Kein Land hatte ausreichend Zeit, sich auf die absehbare Rolle als Transitland vorzubereiten. Doch trotz wochenlang ausgetüftelter Notfallpläne wirkt Slowenien mit der unfreiwilligen Gastgeberrolle überfordert: Das Land ist damit gescheitert, die Zahl der täglich nach Österreich geschleusten Flüchtlinge auf 2.500 pro Tag zu begrenzen. Am heutigen Donnerstag hat es einen neuen Rekord gemeldet: Binnen 24 Stunden seien mehr als 12.600 Flüchtlinge über die Grenze gekommen, teilte die slowenische Polizei mit.

„Open – macht auf!“, skandierten die Flüchtlinge, als in Brežice am Mittwoch 27 der 50 Zelte in Flammen aufgingen. „Wir sind schon drei Tage hier, haben weder ausreichend Nahrung, Wasser, Decken noch irgendwelche Informationen erhalten“, sagte ein irakischer Flüchtling namens Said im kroatischen Fernsehen. Slowenische Behördenvertreter dementierten hernach die Vorwürfe resolut. Eine Sprecherin von Amnesty International machte jedoch nicht nur die völlige Überfüllung, sondern auch die mangelhafte Kommunikation und Versorgung für die wachsenden Spannungen in Sloweniens Lagern verantwortlich.

....................

### ZIEL A
Schreibe alle Einträge zur Ortsbestimmung Wort für Wort ab und lass dabei die Bilder weg.
Der Abschnitt und die Einträge haben verschiedene Quellen.

(Einträge zur Ortsbestimmung)
....................

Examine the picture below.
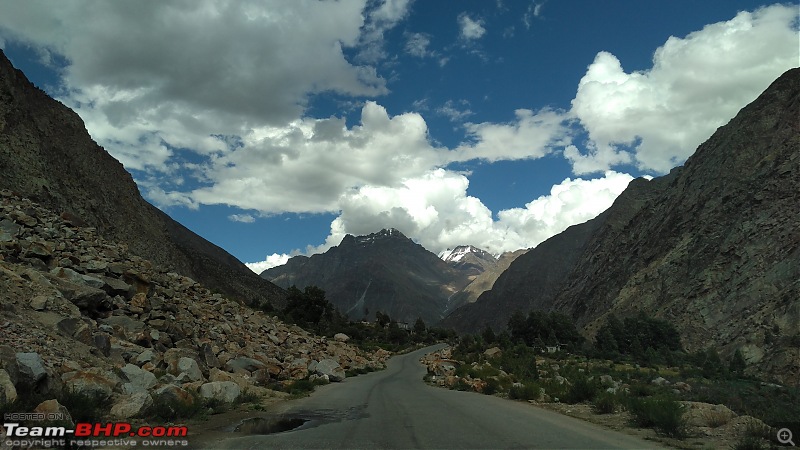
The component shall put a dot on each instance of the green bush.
(492, 386)
(663, 414)
(582, 390)
(528, 391)
(605, 403)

....................

### ZIEL B
Gib aus dem Abschnitt über Slowenien als Transitland die Passage von „Kein Land hatte“ bis „slowenische Polizei mit.“ erneut wieder und tausche darin „Slowenien“ gegen „die Republik“ aus.

### VOLLSTÄNDIGE ANTWORT A
Examine the picture below.
The component shall put a dot on each instance of the green bush.
(492, 386)
(663, 414)
(582, 390)
(528, 391)
(605, 403)

### VOLLSTÄNDIGE ANTWORT B
Kein Land hatte ausreichend Zeit, sich auf die absehbare Rolle als Transitland vorzubereiten. Doch trotz wochenlang ausgetüftelter Notfallpläne wirkt die Republik mit der unfreiwilligen Gastgeberrolle überfordert: Das Land ist damit gescheitert, die Zahl der täglich nach Österreich geschleusten Flüchtlinge auf 2.500 pro Tag zu begrenzen. Am heutigen Donnerstag hat es einen neuen Rekord gemeldet: Binnen 24 Stunden seien mehr als 12.600 Flüchtlinge über die Grenze gekommen, teilte die slowenische Polizei mit.